▶ _DIRECTIONS FOR THIS TASK_
Copy word for word the lines below, from the line containing "Question: For every instance of the bare" through the line containing "[(93, 159)]", including both of those lines.

[Begin THE DATA]

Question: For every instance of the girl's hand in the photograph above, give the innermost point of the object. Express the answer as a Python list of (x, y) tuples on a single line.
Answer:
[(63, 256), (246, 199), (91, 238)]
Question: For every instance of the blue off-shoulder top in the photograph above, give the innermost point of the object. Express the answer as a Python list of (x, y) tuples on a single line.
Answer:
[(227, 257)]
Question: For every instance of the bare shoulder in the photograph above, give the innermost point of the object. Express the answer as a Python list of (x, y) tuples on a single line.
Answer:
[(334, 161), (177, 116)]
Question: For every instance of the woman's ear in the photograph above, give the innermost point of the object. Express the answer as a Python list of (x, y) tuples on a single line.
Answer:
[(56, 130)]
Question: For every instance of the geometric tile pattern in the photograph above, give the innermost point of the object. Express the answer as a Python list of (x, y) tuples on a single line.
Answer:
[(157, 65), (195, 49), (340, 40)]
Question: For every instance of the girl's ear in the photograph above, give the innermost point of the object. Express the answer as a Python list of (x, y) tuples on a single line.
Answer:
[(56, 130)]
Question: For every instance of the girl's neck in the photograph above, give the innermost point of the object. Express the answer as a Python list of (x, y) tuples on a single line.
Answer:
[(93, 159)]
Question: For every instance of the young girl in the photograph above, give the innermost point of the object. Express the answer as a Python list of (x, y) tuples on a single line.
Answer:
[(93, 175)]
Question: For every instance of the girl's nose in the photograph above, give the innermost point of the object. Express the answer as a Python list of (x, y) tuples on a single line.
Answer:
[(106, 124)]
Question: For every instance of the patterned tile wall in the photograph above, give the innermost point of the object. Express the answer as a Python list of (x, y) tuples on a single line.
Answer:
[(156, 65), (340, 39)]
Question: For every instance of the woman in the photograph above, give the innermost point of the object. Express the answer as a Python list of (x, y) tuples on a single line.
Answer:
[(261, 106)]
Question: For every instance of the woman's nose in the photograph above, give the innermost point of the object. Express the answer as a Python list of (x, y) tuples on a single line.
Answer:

[End THE DATA]

▶ _RESPONSE TO THIS TASK_
Question: For every instance of the bare shoulder in the photograph above, give the innermost point of the object. Express the answer as a Python list of (x, y) tuples on a single line.
Answer:
[(334, 161), (177, 116)]
Question: For every instance of the woman's ear in the photograph above, give the innermost point of the object. Express the answer as a Python list of (x, y) tuples on a single line.
Answer:
[(56, 130)]
Question: For every instance of the geometric tile pattern in the photograph above, give the innermost point of the object. Express the answer as a Python list of (x, y) tuples on a single line.
Answer:
[(157, 65), (195, 49), (340, 40)]
Question: For every instance of the girl's ear in the photograph above, give the innermost point of the object. Express the answer as a Python list of (x, y) tuples on a single line.
Answer:
[(56, 130)]
Question: For every instance of the girl's neck in the photograph above, give the innermost point of the object. Express the answer as a Python list of (x, y) tuples on a single line.
Answer:
[(93, 159)]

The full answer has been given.